• EXERCISE GOAL
From the records below, copy each line that has the word "target" in it.

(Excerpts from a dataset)
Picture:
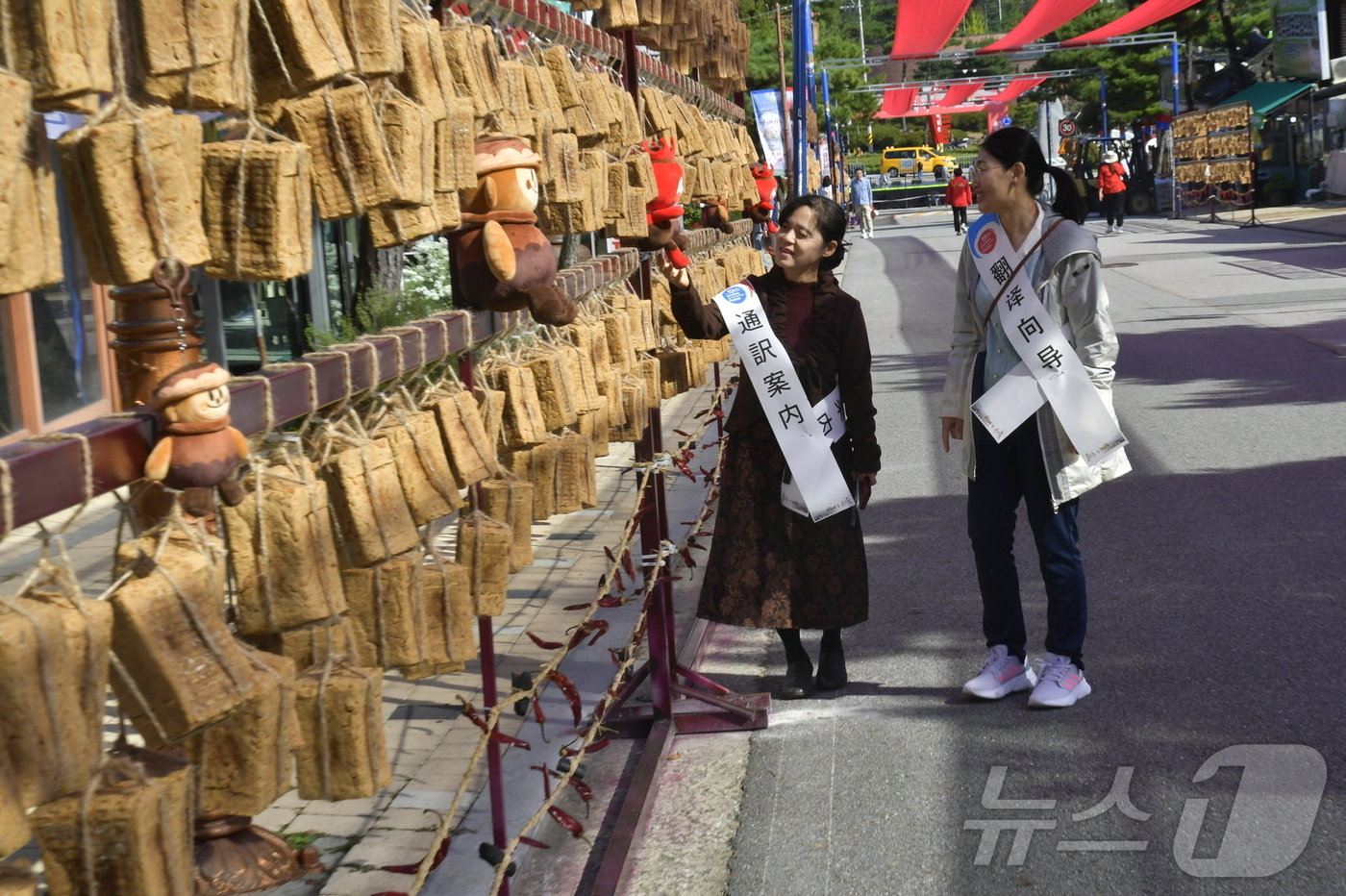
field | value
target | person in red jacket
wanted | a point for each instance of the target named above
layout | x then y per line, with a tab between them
1112	190
959	195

• RESPONSE FOR THIS EXERCISE
target | person in red jacket
wanted | a point for each instance of the target named above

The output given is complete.